### Task to carry out
Where does the string "foliage" appear? Copy every line of the entries below that holds it.

### Records to use
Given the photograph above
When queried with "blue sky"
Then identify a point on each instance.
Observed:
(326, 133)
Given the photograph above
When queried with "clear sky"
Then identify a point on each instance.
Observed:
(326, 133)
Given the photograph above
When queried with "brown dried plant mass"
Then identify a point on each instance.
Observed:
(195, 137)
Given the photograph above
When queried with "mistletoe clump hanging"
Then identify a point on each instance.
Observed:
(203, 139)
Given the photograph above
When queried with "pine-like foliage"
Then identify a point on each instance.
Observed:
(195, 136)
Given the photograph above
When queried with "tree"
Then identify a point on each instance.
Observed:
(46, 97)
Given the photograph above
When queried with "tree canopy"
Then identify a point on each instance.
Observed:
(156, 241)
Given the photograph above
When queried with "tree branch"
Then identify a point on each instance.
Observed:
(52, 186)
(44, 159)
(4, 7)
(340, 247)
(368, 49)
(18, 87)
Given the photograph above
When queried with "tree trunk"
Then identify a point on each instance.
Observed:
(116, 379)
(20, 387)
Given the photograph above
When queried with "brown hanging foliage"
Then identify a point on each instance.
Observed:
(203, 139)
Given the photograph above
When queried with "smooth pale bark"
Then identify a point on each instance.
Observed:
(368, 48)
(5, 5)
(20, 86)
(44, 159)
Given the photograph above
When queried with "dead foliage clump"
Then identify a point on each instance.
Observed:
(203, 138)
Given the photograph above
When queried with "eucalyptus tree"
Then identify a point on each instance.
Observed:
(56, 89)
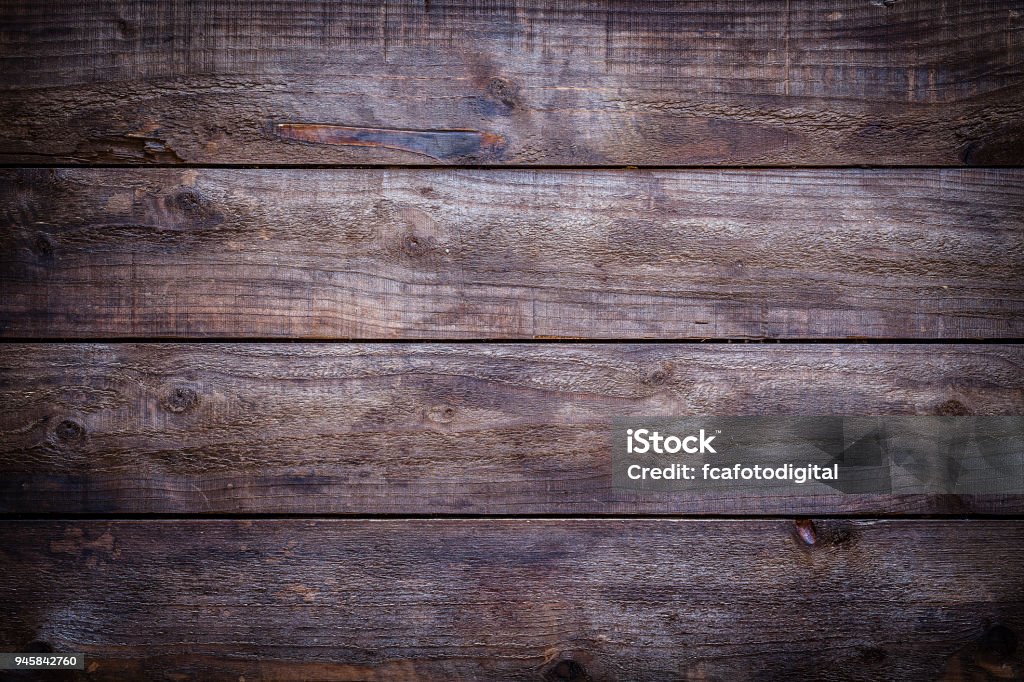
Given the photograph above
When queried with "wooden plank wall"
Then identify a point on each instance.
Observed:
(314, 316)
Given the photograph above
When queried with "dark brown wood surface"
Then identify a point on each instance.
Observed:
(520, 599)
(438, 429)
(830, 82)
(512, 254)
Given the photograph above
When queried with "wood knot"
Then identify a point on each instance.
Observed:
(504, 92)
(180, 398)
(806, 531)
(194, 205)
(415, 246)
(566, 670)
(659, 377)
(69, 430)
(442, 414)
(952, 409)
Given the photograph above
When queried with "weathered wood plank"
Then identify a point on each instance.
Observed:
(434, 429)
(828, 82)
(512, 254)
(516, 600)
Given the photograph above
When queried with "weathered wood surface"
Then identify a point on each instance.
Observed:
(512, 254)
(830, 82)
(438, 429)
(520, 600)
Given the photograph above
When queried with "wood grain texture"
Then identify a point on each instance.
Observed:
(520, 600)
(829, 82)
(438, 429)
(446, 254)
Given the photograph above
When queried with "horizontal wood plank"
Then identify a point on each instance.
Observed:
(826, 82)
(420, 254)
(520, 600)
(439, 429)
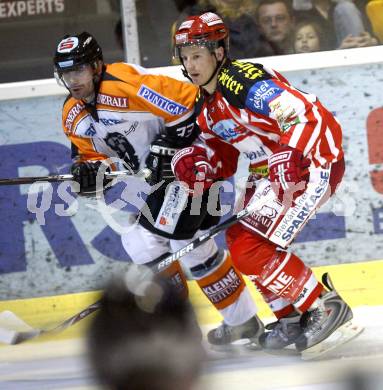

### Exercise result
When queried with "pine-like foliage"
When queried with "brown hanging foliage"
When queried with "dead foliage clump"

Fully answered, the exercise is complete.